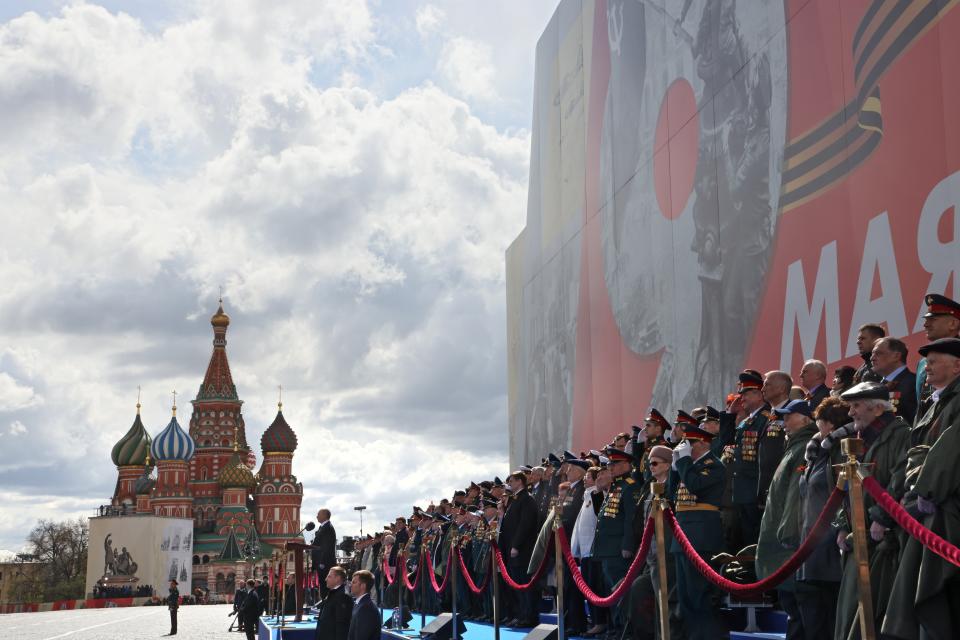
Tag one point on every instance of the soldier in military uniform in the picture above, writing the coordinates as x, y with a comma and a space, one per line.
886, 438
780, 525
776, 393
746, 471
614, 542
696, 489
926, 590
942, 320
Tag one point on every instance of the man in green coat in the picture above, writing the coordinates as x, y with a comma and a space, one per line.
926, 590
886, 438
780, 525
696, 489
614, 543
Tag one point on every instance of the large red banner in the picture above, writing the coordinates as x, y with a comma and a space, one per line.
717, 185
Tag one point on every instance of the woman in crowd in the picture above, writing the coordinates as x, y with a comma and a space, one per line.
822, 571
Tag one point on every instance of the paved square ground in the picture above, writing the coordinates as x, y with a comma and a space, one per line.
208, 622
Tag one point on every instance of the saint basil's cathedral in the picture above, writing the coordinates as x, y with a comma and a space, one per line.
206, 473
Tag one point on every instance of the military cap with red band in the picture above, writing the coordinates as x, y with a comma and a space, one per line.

⁂

Reproduce the records above exactly, leaving out every picture they contain.

Tag one point on every instance of the soldier in military uniform in the picture above, writing the coordinates as x, y with a comma and a space, one per line.
886, 438
780, 525
776, 393
746, 471
614, 542
696, 489
926, 590
942, 320
Tag one point on every instance of the man in green coat in the picture above, writing the coordinates as x, y with a comma and a space, one per line.
926, 590
886, 438
780, 525
696, 489
614, 543
Tag one point on every instance of the large red banner in the picture above, writing the coordinates as x, y with a comma and a space, one per line.
717, 185
Tag one point on every instance of the woman in crowd in the picture above, writing the coordinates as x, y with a comma and a space, one per line.
822, 571
Tag one point on every instance of the paved square ground in the picture above, writing the coordinates as x, y with a comma and a space, one per line.
208, 622
Tag one point on every instance of the saint basil's cathedral in the picture above, writing the coordinates as x, y with a comma and a space, one per line.
206, 473
Tag one point on every instance of the military cap with red band in the picture above, writing the coordinates as x, y with a comma and a space, one per line.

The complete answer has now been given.